Die Hoffnung, der Autobauer könne mit seinem neuen Vorstandschef Ola Källenius auch neue Orientierungsmarken setzen, schwinde rasch, schrieb er weiter. Analyst Jose M. Asumendi von der US-Bank JPMorgan schließt zudem weitere Rückstellungen von Daimler bis zum Jahresende nicht aus. Daimler hatte am Sonntag wegen steigender Kosten für die Bewältigung der Dieselaffäre seine Ergebnisprognose für das Gesamtjahr gekappt.
Weil der Konzern im zweiten Quartal einen hohen dreistelligen Millionen-Euro-Betrag für laufende behördliche Verfahren und Maßnahmen um Dieselautos von Mercedes-Benz zurückstellt, dürfte das Konzernergebnis vor Zinsen und Steuern im Gesamtjahr nun nur noch etwa auf Höhe des Vorjahres liegen, warnte das Stuttgarter Unternehmen.
Der erst seit einem Monat amtierende neue Konzernchef Ola Källenius und sein ebenfalls erst jüngst angetretener Finanzvorstand Harald Wilhelm starten damit mit einer hohen Bürde in ihre neuen Aufgaben. Für das Gesamtjahr rechnen sie nun nicht mehr mit einem Anstieg des Konzernergebnisses vor Zinsen und Steuern um fünf bis 15 Prozent - sondern nur noch mit einem operativen Gewinn etwa auf Vorjahresniveau. Die Vans-Sparte mit den kleinen Nutzfahrzeugen dürfte in diesem Jahr operativ sogar in die roten Zahlen rutschen statt einen kleinen Gewinn einzufahren.
● ● ●
Schreiben Sie den Textauszug zur gekappten Ergebnisprognose von Daimler vollständig und ohne jede Änderung ab. Für diese Aufgabe spielen die Einträge keine Rolle.

_Daten zu Referenzausdrücken_.
● ● ●
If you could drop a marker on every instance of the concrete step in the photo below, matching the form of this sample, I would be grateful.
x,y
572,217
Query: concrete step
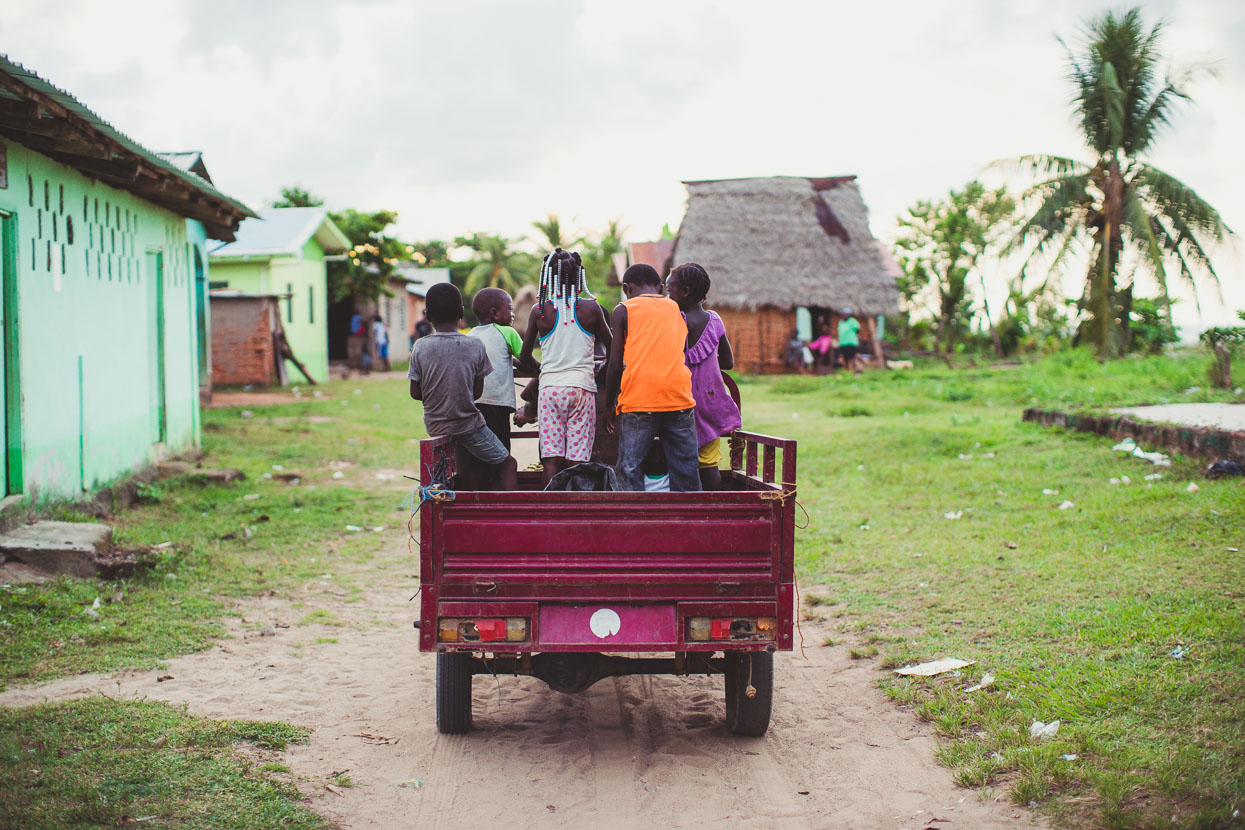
x,y
59,546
● ● ●
_Ergebnis_.
Die Hoffnung, der Autobauer könne mit seinem neuen Vorstandschef Ola Källenius auch neue Orientierungsmarken setzen, schwinde rasch, schrieb er weiter. Analyst Jose M. Asumendi von der US-Bank JPMorgan schließt zudem weitere Rückstellungen von Daimler bis zum Jahresende nicht aus. Daimler hatte am Sonntag wegen steigender Kosten für die Bewältigung der Dieselaffäre seine Ergebnisprognose für das Gesamtjahr gekappt.
Weil der Konzern im zweiten Quartal einen hohen dreistelligen Millionen-Euro-Betrag für laufende behördliche Verfahren und Maßnahmen um Dieselautos von Mercedes-Benz zurückstellt, dürfte das Konzernergebnis vor Zinsen und Steuern im Gesamtjahr nun nur noch etwa auf Höhe des Vorjahres liegen, warnte das Stuttgarter Unternehmen.
Der erst seit einem Monat amtierende neue Konzernchef Ola Källenius und sein ebenfalls erst jüngst angetretener Finanzvorstand Harald Wilhelm starten damit mit einer hohen Bürde in ihre neuen Aufgaben. Für das Gesamtjahr rechnen sie nun nicht mehr mit einem Anstieg des Konzernergebnisses vor Zinsen und Steuern um fünf bis 15 Prozent - sondern nur noch mit einem operativen Gewinn etwa auf Vorjahresniveau. Die Vans-Sparte mit den kleinen Nutzfahrzeugen dürfte in diesem Jahr operativ sogar in die roten Zahlen rutschen statt einen kleinen Gewinn einzufahren.